WHAT IS BEING ASKED. Reproduce the material below verbatim, from the line with "Identify each instance of the paved" to the line with "(1051, 502)", including both of those lines.

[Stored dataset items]
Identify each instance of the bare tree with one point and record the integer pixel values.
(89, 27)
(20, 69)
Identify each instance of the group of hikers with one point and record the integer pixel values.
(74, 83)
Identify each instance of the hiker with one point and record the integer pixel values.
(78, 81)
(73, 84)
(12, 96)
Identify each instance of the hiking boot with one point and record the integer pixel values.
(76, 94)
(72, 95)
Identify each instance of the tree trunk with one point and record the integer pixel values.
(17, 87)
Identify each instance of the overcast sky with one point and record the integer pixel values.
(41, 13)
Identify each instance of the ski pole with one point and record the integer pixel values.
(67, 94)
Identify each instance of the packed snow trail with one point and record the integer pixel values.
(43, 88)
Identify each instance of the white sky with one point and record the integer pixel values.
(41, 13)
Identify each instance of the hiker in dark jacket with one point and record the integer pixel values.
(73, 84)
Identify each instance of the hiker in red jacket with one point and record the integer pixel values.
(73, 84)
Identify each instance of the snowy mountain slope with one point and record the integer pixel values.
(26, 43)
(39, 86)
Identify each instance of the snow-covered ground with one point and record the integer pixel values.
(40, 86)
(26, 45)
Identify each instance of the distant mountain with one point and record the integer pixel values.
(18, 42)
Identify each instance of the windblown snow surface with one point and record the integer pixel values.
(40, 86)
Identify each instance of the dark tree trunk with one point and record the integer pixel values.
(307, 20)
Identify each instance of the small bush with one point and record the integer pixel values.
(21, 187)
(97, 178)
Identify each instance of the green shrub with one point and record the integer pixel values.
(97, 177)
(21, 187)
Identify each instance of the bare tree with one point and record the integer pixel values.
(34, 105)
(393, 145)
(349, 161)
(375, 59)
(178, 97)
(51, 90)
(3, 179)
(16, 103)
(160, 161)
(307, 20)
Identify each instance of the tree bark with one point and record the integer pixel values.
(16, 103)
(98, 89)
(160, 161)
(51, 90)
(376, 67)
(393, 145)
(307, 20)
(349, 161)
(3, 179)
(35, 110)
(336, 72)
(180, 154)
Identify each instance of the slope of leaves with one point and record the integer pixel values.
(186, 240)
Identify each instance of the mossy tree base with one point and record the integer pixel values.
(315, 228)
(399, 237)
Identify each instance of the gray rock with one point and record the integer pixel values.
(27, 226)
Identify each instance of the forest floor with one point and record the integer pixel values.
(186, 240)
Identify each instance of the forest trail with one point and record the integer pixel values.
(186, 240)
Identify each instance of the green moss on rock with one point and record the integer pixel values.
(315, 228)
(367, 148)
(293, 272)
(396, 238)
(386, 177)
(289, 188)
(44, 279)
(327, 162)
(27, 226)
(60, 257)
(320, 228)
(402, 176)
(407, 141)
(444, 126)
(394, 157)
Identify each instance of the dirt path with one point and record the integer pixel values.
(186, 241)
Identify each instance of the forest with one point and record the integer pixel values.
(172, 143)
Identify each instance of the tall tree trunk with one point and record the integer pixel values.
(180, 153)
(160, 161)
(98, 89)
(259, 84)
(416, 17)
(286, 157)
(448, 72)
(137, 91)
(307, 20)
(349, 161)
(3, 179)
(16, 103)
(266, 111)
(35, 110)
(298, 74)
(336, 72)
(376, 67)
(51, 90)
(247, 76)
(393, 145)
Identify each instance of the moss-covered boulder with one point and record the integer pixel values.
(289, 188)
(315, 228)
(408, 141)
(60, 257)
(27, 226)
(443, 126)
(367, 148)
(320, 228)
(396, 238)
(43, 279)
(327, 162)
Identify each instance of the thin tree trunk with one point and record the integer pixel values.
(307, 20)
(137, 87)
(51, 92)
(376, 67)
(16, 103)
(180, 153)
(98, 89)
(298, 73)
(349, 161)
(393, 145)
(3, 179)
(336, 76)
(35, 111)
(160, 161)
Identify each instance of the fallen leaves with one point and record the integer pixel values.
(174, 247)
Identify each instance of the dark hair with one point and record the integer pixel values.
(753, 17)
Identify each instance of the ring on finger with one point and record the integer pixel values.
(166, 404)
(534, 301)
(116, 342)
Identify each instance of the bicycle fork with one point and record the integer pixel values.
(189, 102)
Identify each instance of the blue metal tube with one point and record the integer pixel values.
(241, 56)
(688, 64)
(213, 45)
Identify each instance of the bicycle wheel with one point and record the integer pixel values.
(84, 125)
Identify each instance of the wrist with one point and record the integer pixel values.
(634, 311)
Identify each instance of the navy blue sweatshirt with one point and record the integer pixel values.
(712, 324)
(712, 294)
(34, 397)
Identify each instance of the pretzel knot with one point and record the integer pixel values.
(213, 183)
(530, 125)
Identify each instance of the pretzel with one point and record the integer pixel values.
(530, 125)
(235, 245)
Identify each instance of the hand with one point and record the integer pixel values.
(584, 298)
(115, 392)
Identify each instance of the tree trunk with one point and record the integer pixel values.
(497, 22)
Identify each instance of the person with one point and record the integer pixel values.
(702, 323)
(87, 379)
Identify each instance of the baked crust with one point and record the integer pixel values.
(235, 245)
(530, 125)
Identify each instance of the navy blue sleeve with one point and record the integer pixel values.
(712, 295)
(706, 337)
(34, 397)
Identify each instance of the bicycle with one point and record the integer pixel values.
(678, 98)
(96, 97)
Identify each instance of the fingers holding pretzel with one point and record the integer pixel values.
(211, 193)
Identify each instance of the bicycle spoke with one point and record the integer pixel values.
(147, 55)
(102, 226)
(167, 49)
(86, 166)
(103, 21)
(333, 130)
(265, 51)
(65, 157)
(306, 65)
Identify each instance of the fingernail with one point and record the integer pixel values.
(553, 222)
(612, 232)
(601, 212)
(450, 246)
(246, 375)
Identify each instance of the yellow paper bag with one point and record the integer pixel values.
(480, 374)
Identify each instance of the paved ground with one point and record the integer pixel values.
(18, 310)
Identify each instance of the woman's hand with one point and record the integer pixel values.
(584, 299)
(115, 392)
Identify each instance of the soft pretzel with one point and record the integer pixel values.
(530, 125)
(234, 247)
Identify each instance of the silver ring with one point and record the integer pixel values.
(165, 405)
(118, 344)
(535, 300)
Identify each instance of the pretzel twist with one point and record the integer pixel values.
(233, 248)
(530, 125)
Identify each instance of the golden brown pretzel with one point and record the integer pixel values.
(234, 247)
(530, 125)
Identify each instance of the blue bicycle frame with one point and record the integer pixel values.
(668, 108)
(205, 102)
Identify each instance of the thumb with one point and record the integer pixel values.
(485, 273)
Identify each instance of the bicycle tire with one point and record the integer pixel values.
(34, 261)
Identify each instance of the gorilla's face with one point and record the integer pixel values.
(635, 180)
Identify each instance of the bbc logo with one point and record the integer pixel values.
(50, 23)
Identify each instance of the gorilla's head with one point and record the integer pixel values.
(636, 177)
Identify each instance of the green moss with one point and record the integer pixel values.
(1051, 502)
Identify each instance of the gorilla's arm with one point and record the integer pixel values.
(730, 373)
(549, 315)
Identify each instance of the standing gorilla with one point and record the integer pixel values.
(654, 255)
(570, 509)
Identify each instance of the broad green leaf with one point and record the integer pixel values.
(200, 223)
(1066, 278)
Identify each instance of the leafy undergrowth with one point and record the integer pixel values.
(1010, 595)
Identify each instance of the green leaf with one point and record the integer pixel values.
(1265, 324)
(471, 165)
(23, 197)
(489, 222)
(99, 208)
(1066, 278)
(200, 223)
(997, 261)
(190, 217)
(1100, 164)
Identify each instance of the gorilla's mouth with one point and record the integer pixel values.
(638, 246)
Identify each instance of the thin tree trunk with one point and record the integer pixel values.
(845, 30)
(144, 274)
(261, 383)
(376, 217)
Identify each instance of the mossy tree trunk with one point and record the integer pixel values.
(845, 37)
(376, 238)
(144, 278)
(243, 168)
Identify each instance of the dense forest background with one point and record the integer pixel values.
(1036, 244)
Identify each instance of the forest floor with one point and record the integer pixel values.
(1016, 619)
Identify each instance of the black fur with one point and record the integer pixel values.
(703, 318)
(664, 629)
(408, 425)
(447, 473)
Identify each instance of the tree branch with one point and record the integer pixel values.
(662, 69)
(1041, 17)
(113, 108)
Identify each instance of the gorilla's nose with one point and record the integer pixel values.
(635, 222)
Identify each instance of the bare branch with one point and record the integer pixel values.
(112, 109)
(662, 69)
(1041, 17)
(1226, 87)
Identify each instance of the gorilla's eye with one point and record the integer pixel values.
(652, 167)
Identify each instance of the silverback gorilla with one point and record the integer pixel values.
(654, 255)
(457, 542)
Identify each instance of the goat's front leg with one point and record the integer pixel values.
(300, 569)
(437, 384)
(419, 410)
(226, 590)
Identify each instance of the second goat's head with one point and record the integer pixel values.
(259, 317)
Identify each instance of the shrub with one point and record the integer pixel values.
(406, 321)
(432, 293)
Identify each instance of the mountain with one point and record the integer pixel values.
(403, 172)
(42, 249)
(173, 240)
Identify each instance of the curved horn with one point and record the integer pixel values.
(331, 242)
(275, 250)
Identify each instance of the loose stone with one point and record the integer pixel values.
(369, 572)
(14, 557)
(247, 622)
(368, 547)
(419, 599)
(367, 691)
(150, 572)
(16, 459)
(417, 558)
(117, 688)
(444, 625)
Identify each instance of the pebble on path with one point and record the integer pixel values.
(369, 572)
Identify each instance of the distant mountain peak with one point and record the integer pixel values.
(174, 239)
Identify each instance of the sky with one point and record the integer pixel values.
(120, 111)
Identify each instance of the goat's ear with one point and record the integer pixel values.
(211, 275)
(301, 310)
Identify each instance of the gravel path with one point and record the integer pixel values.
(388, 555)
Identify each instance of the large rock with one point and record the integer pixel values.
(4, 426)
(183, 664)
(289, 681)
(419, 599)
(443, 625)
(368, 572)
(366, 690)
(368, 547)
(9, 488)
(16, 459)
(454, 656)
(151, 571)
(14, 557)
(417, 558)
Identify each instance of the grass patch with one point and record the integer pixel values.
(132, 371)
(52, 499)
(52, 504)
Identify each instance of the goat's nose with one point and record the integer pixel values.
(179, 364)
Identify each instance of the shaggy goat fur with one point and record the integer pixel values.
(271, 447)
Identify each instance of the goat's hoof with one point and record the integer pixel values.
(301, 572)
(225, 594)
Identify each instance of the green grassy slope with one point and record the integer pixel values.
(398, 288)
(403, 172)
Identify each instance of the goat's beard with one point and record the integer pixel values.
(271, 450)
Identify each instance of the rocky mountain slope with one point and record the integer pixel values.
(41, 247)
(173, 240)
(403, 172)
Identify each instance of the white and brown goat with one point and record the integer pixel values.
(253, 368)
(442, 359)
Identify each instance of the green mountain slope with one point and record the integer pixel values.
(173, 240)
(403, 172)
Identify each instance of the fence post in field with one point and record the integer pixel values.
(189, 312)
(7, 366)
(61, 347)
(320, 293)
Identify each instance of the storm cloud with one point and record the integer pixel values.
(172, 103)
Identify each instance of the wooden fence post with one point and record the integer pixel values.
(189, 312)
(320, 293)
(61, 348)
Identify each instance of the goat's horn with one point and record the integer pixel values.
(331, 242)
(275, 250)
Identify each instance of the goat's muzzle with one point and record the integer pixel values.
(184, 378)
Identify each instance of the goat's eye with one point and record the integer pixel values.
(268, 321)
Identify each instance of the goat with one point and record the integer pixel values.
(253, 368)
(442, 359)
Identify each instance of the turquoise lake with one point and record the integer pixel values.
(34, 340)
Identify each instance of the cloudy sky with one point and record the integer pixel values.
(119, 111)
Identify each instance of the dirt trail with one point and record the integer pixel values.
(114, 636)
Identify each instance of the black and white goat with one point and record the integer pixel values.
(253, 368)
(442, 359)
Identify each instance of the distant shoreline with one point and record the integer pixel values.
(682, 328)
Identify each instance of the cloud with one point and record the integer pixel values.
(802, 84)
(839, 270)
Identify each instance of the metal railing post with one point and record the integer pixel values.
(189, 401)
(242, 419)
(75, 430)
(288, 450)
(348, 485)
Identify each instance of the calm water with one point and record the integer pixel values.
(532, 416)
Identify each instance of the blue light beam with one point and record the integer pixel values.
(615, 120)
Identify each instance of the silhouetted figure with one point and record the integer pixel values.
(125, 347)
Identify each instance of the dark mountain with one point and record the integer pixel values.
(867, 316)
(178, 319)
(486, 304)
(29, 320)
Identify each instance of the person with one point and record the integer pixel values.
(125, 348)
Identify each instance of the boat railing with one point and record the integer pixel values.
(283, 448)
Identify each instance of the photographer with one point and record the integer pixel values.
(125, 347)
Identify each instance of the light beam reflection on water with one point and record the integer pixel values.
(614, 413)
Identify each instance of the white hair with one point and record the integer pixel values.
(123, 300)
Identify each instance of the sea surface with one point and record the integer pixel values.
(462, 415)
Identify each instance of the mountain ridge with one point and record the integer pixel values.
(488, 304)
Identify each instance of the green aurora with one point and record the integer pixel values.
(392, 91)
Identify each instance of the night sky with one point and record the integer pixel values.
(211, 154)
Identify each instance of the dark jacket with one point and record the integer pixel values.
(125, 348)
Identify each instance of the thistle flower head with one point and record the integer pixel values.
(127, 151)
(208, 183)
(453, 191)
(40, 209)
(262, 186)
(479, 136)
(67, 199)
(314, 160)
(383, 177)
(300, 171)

SOLUTION.
Identify each instance of the paved ground with one point and record the integer pixel values.
(18, 310)
Identify each instance of the woman's hand with one point and record the integer pixel values.
(584, 299)
(115, 392)
Identify each instance of the soft pretzel with one point and record the integer pixel values.
(530, 125)
(234, 247)
Identify each instance of the silver ring with one point and record the integer pixel values.
(165, 405)
(118, 344)
(535, 300)
Identify each instance of the pretzel twist with one point and record the integer pixel values.
(233, 248)
(530, 125)
Identify each instance of the golden brown pretzel with one point and record the integer pixel values.
(234, 247)
(530, 125)
Identify each instance of the blue bicycle frame with one point and record the integer pixel values.
(668, 108)
(205, 102)
Identify each instance of the thumb with one point and record the integer pixel values.
(485, 273)
Identify each instance of the bicycle tire with one point and record the integer pixel values.
(34, 261)
Identify each instance of the gorilla's face with one point and record the integer pixel values.
(635, 180)
Identify each instance of the bbc logo with one point and record the integer pixel values.
(50, 23)
Identify each instance of the gorilla's head with one point and record the integer pixel values.
(636, 177)
Identify each instance of the green moss with one point and record the integer pixel values.
(1051, 502)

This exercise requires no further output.